EXERCISE DETAILS
Reproduce the listing that follows, line for line.

DATA FOR PROCESSING
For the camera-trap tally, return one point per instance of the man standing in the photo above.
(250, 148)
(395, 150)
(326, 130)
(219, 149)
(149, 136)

REPLY
For the camera-trap tally, return one point per instance of the man standing in the photo above.
(250, 148)
(395, 150)
(326, 130)
(219, 149)
(149, 136)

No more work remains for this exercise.